#### WHAT TO DO:
1. Revise the passage on Empress Wei and Li Guo'er, starting with "After Emperor Zhongzong" and going on through "her crown princess.", and replace "Emperor Zhongzong" with "Zhongzong".
2. Arrange the listing, from its first line through the line that contains "677;383;694;414", as a Markdown table with the columns Row and Line, one line per row and blank lines left out.

#### SELECTED TEXT:

After Emperor Zhongzong ascended the throne, Empress Wei and Li Guo'er dominated his reign and their lifestyle was completely promiscuous and extravagant, both tried to imitate Wu Zetian: Empress Wei successfully imitated Empress Wu's position during the reign of Emperor Gaozong, who listened to politics with a curtain at court next to the emperor, and effectively participating in both military and civil decisions, and Li Guo'er brought chaos to his father's administration with rampant lawlessness and corruption, and in an unsuccessful attempt she tried to convince Emperor Zhongzong to make her crown princess.

#### RECORD EXCERPTS:
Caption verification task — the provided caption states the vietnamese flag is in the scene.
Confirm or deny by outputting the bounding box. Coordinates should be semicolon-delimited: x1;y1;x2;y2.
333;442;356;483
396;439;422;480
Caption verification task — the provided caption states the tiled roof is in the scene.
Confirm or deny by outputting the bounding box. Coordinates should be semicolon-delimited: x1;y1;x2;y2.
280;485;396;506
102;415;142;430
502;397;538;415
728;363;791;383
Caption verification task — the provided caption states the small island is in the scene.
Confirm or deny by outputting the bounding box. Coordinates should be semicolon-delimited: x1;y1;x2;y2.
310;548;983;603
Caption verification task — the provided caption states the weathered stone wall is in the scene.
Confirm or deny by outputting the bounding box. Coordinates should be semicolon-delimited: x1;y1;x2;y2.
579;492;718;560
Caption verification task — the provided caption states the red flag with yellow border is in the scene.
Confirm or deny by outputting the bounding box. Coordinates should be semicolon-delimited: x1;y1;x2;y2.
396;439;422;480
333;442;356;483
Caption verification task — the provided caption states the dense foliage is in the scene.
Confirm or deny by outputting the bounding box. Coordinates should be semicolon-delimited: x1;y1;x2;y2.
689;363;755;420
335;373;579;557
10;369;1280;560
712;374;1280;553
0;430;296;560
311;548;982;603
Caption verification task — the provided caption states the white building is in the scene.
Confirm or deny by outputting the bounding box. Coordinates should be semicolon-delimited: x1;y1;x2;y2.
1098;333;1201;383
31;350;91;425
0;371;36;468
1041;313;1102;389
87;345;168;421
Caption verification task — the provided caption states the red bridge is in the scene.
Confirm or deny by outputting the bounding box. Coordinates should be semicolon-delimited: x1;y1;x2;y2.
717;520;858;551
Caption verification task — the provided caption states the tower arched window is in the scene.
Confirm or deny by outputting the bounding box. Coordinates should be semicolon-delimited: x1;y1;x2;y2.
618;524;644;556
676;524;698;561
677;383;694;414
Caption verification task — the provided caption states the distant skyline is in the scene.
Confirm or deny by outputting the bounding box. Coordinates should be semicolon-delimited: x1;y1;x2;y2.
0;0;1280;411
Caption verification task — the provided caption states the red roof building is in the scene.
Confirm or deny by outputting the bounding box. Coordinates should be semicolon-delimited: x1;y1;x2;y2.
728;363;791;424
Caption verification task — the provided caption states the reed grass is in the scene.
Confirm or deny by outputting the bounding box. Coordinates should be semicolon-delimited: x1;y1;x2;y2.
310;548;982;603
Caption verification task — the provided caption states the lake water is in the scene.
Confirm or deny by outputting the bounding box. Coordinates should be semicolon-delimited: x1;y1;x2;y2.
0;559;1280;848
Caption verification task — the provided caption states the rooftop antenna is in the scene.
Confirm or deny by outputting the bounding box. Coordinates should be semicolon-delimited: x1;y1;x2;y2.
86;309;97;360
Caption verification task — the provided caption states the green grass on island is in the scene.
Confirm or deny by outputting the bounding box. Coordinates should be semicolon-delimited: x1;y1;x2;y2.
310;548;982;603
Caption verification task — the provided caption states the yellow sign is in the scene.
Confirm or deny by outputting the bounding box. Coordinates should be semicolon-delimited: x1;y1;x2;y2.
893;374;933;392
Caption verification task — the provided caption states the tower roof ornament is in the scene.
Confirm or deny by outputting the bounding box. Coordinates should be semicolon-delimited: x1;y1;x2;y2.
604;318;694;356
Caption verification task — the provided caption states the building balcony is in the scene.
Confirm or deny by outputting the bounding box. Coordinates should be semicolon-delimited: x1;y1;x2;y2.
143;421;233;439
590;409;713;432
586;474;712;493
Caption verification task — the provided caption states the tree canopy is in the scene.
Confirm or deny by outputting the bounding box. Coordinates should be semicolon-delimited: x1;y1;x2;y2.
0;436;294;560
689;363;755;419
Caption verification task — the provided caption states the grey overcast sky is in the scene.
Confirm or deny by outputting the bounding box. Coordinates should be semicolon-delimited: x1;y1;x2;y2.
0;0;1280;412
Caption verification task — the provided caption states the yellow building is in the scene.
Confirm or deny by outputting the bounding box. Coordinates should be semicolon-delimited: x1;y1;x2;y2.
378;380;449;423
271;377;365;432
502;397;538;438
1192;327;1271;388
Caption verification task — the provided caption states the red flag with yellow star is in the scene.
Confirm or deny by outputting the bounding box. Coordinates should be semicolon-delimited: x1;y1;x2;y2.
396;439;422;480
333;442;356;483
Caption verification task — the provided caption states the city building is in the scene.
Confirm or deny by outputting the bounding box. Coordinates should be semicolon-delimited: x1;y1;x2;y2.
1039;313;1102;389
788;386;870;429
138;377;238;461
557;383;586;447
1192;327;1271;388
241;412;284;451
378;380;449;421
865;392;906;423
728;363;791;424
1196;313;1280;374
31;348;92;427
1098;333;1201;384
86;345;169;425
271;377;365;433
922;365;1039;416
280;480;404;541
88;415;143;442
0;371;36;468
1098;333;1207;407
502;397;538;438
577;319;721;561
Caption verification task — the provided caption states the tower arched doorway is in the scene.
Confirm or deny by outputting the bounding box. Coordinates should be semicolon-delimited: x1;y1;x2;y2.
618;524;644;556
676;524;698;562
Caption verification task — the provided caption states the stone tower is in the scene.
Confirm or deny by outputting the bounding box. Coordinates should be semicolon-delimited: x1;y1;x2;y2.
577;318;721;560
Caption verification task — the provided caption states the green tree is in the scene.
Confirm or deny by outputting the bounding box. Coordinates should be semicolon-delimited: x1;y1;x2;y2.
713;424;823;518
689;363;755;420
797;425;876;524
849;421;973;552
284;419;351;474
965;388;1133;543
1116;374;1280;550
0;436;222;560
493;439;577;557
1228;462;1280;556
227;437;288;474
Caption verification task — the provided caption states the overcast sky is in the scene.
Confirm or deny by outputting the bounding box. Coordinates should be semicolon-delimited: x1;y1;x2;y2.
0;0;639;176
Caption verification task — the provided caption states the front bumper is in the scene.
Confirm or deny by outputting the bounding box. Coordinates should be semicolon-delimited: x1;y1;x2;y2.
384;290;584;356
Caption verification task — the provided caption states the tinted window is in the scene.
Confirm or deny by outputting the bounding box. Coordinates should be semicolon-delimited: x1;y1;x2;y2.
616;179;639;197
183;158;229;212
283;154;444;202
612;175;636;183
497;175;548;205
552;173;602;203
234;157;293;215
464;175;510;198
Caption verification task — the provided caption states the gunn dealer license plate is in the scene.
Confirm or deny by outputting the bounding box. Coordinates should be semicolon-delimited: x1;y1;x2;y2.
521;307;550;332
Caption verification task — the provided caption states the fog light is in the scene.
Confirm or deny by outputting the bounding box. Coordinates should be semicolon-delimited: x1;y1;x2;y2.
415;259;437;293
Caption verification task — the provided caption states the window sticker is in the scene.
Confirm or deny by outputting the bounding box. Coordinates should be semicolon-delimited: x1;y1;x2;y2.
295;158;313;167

#### ANSWERS:
1.
After Zhongzong ascended the throne, Empress Wei and Li Guo'er dominated his reign and their lifestyle was completely promiscuous and extravagant, both tried to imitate Wu Zetian: Empress Wei successfully imitated Empress Wu's position during the reign of Emperor Gaozong, who listened to politics with a curtain at court next to the emperor, and effectively participating in both military and civil decisions, and Li Guo'er brought chaos to his father's administration with rampant lawlessness and corruption, and in an unsuccessful attempt she tried to convince Zhongzong to make her crown princess.

2.
| Row | Line |
|---|---|
| 1 | Caption verification task — the provided caption states the vietnamese flag is in the scene. |
| 2 | Confirm or deny by outputting the bounding box. Coordinates should be semicolon-delimited: x1;y1;x2;y2. |
| 3 | 333;442;356;483 |
| 4 | 396;439;422;480 |
| 5 | Caption verification task — the provided caption states the tiled roof is in the scene. |
| 6 | Confirm or deny by outputting the bounding box. Coordinates should be semicolon-delimited: x1;y1;x2;y2. |
| 7 | 280;485;396;506 |
| 8 | 102;415;142;430 |
| 9 | 502;397;538;415 |
| 10 | 728;363;791;383 |
| 11 | Caption verification task — the provided caption states the small island is in the scene. |
| 12 | Confirm or deny by outputting the bounding box. Coordinates should be semicolon-delimited: x1;y1;x2;y2. |
| 13 | 310;548;983;603 |
| 14 | Caption verification task — the provided caption states the weathered stone wall is in the scene. |
| 15 | Confirm or deny by outputting the bounding box. Coordinates should be semicolon-delimited: x1;y1;x2;y2. |
| 16 | 579;492;718;560 |
| 17 | Caption verification task — the provided caption states the red flag with yellow border is in the scene. |
| 18 | Confirm or deny by outputting the bounding box. Coordinates should be semicolon-delimited: x1;y1;x2;y2. |
| 19 | 396;439;422;480 |
| 20 | 333;442;356;483 |
| 21 | Caption verification task — the provided caption states the dense foliage is in the scene. |
| 22 | Confirm or deny by outputting the bounding box. Coordinates should be semicolon-delimited: x1;y1;x2;y2. |
| 23 | 689;363;755;420 |
| 24 | 335;373;579;557 |
| 25 | 10;369;1280;560 |
| 26 | 712;374;1280;553 |
| 27 | 0;430;296;560 |
| 28 | 311;548;982;603 |
| 29 | Caption verification task — the provided caption states the white building is in the scene. |
| 30 | Confirm or deny by outputting the bounding box. Coordinates should be semicolon-delimited: x1;y1;x2;y2. |
| 31 | 1098;333;1201;383 |
| 32 | 31;350;91;425 |
| 33 | 0;371;36;468 |
| 34 | 1041;313;1102;389 |
| 35 | 87;345;168;421 |
| 36 | Caption verification task — the provided caption states the red bridge is in the scene. |
| 37 | Confirm or deny by outputting the bounding box. Coordinates should be semicolon-delimited: x1;y1;x2;y2. |
| 38 | 717;520;858;551 |
| 39 | Caption verification task — the provided caption states the tower arched window is in the scene. |
| 40 | Confirm or deny by outputting the bounding box. Coordinates should be semicolon-delimited: x1;y1;x2;y2. |
| 41 | 618;524;644;556 |
| 42 | 676;524;698;561 |
| 43 | 677;383;694;414 |